The Professionals

The Professionals is a British crime-action television drama series produced by Avengers Mark1 Productions for London Weekend Television (LWT) that aired on the ITV network from 1977 to 1983.

In all, 57 episodes were produced, filmed between 1977 and 1981. It starred Martin ShawLewis Collins and Gordon Jackson as agents of the fictional “CI5” (Criminal Intelligence 5, alluding to the real-life MI5).

The Professionals was created by Brian Clemens, who had been one of the driving forces behind The Avengers. The show was originally to have been called The A-Squad. Clemens and Albert Fennell were executive producers, with business partner Laurie Johnson providing the theme music. Sidney Hayers produced the first series in 1977, and Raymond Menmuir the remainder.

CI5 (Criminal Intelligence 5) is a British law enforcement department, instructed by the Home Secretary to use any means to deal with crimes of a serious nature that go beyond the capacity of the police, but which are not tasks for the Security Service or the military.

The choice of CI5’s name is possibly inspired by Criminal Investigation Department and MI5. The premise allowed the programme-makers to involve a wide variety of villains, including terrorists, hit-men, racist groups and espionage suspects, with plots sometimes relating to the Cold War. Led by the formidable George Cowley (Gordon Jackson), CI5 is known for using unconventional and sometimes illegal methods to beat criminals, or as Cowley put it “Fight fire with fire!” The use of a fictitious force in this context was somewhat less controversial than the portrayal of the real Flying Squad in The Sweeney.

Cowley’s two best agents are Ray Doyle (Martin Shaw) and William Bodie (Lewis Collins). Doyle is an ex-detective constable who has worked the seedier parts of London, while Bodie is an ex-paratroopermercenary and Special Air Service sergeant. Of the two, Doyle is the softer, compassionate and more thoughtful character, while Bodie is ruthless and more willing to take on criminals on their own terms. That said, Doyle is more hot-headed and tended to rush in, while Bodie waits for the shooting to start.

Records:

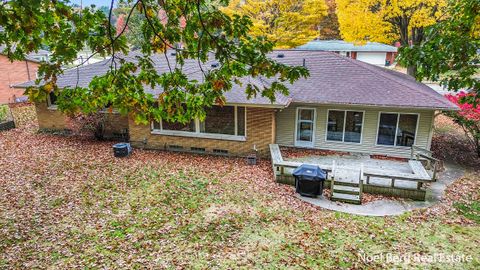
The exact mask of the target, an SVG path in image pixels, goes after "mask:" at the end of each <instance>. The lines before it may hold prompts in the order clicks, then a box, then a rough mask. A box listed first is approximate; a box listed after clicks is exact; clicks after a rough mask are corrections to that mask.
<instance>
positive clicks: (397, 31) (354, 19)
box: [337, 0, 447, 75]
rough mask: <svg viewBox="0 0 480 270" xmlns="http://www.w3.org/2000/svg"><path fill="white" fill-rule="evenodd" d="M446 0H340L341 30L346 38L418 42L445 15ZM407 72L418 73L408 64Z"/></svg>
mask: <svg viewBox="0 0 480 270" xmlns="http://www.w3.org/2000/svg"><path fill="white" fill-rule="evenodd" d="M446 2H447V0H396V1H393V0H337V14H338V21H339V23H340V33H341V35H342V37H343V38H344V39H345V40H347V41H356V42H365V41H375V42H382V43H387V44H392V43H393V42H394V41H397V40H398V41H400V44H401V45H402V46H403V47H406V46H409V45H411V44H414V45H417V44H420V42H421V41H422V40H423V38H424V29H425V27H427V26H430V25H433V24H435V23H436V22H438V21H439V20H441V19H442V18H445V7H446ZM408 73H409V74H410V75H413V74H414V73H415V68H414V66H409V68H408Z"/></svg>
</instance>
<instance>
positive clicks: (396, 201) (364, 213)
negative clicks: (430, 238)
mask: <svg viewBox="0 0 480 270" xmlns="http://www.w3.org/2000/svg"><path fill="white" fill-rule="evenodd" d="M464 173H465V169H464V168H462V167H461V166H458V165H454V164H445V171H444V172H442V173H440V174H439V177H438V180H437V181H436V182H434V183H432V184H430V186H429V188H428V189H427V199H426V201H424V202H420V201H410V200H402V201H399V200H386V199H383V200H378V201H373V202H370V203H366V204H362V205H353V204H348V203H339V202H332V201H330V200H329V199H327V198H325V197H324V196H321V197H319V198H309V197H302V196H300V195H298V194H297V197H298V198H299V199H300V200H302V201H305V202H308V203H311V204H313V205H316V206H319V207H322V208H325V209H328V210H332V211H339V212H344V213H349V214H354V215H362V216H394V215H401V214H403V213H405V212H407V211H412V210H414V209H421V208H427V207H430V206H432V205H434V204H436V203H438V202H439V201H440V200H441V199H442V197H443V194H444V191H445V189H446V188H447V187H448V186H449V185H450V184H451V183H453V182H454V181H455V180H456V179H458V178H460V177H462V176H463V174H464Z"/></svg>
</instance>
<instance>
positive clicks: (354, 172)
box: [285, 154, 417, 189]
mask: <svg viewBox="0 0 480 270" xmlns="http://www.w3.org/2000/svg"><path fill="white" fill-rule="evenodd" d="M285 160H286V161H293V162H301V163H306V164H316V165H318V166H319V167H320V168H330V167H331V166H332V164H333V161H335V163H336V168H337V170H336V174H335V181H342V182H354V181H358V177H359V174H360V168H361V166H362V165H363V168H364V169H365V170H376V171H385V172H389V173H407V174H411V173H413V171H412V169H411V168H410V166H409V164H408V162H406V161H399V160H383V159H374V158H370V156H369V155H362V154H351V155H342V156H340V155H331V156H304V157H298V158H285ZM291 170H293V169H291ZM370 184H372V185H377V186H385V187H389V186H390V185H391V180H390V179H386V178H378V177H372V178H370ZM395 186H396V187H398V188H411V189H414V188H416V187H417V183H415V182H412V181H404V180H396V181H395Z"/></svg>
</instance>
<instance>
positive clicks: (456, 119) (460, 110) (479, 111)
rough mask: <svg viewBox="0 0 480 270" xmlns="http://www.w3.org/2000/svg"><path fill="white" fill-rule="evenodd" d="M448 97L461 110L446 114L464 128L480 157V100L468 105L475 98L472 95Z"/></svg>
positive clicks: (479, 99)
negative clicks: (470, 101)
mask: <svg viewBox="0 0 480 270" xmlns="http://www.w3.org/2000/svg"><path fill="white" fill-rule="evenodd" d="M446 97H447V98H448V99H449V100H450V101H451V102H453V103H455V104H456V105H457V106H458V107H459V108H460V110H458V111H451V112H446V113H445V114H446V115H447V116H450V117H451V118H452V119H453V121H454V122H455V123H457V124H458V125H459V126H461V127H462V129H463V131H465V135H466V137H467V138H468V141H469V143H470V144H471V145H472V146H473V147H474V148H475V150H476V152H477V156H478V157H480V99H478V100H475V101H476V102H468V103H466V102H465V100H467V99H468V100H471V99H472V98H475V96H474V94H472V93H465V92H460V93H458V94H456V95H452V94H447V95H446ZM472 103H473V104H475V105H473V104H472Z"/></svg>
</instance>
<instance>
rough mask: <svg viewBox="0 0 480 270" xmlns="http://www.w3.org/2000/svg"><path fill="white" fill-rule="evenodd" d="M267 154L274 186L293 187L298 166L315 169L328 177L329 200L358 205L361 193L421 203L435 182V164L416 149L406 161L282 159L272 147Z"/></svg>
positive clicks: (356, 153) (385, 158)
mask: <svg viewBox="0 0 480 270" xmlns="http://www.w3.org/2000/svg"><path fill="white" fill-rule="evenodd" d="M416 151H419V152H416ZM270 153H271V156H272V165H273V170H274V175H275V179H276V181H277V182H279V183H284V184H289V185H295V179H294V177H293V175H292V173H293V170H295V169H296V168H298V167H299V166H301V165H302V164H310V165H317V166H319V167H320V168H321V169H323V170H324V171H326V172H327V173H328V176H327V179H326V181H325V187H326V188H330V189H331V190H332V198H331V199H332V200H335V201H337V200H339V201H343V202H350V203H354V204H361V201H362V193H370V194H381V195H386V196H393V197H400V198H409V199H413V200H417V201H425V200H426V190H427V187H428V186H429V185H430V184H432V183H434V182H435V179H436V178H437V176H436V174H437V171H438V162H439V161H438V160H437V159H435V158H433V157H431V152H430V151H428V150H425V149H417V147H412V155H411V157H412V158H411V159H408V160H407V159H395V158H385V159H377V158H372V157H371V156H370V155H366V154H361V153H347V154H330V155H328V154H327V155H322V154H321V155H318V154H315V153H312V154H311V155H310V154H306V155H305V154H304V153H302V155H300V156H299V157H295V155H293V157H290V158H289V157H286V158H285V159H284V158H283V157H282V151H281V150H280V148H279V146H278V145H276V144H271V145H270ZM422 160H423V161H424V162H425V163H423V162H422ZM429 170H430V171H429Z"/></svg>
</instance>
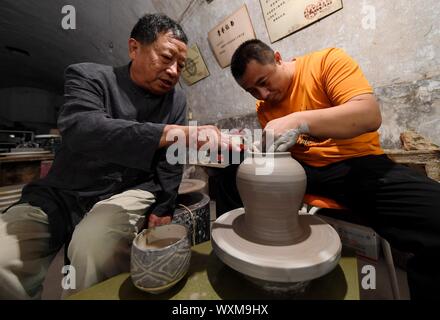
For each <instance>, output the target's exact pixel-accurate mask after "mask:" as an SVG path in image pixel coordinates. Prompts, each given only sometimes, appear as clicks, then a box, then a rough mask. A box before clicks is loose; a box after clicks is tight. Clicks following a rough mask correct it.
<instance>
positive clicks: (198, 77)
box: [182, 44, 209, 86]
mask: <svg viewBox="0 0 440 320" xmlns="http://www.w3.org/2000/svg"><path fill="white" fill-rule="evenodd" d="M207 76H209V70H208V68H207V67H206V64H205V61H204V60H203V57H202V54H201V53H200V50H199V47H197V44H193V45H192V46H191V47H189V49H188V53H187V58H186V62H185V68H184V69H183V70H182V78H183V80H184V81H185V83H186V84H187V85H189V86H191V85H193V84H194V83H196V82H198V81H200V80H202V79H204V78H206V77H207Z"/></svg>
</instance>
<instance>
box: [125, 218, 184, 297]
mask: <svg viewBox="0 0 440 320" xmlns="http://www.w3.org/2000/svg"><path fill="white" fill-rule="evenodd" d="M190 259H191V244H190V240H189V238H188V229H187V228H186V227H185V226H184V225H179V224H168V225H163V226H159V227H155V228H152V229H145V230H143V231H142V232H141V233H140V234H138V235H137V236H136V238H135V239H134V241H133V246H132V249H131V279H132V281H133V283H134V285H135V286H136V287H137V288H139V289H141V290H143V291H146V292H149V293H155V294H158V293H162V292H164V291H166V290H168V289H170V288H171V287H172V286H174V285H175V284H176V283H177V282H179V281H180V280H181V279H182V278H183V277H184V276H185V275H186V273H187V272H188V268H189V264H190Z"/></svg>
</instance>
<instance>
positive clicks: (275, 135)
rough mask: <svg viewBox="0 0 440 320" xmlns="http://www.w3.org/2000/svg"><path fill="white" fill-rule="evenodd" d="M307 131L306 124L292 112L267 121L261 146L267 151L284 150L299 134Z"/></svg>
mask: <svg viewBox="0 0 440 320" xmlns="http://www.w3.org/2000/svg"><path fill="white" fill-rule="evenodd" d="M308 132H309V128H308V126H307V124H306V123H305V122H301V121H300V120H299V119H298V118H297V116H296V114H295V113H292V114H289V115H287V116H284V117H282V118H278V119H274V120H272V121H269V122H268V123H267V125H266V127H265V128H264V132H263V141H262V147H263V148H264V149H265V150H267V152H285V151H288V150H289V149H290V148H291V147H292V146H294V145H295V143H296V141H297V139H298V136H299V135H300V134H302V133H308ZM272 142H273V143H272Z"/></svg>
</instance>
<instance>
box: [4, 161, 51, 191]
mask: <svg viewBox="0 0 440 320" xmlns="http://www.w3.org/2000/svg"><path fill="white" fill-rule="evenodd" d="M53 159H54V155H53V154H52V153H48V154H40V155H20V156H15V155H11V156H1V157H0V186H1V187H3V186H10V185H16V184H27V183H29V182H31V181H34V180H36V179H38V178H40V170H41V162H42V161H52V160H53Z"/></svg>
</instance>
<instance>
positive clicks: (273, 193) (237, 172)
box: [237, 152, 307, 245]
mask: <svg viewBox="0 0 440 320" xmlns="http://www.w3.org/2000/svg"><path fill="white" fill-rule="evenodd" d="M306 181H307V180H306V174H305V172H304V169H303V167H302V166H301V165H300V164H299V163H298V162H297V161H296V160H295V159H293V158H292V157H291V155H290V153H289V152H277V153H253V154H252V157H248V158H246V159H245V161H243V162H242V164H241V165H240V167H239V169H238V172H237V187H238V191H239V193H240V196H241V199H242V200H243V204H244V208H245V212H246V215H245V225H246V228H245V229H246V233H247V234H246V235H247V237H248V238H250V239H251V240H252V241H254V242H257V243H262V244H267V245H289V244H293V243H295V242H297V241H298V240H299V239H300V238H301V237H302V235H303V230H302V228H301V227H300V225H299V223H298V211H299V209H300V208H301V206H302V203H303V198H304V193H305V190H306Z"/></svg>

Required action 1:
Answer these questions using the text on The Professionals:
(a) Which network aired the series, and during which years?
(b) What was the show originally going to be called?
(c) Who produced the first series in 1977?
Required action 2: Pull out every line of the rows that contains the string "target", matching case exactly.
The text and the rows come from separate, unrelated sources.

Problem solution 1:
(a) ITV, from 1977 to 1983
(b) The A-Squad
(c) Sidney Hayers

Problem solution 2:
The exact mask of the target, an SVG path in image pixels, goes after "mask:" at the end of each <instance>. The lines before it may hold prompts in the order clicks, then a box, then a rough mask. A box listed first is approximate; a box listed after clicks is exact; clicks after a rough mask are corrections to that mask.
For each <instance>, output the target's exact pixel-accurate mask after "mask:" as an SVG path in image pixel coordinates. Prompts, each given only sometimes, appear as clicks, then a box, then a rough mask. A box before clicks is loose; a box after clicks is tight. Clicks following a rough mask correct it.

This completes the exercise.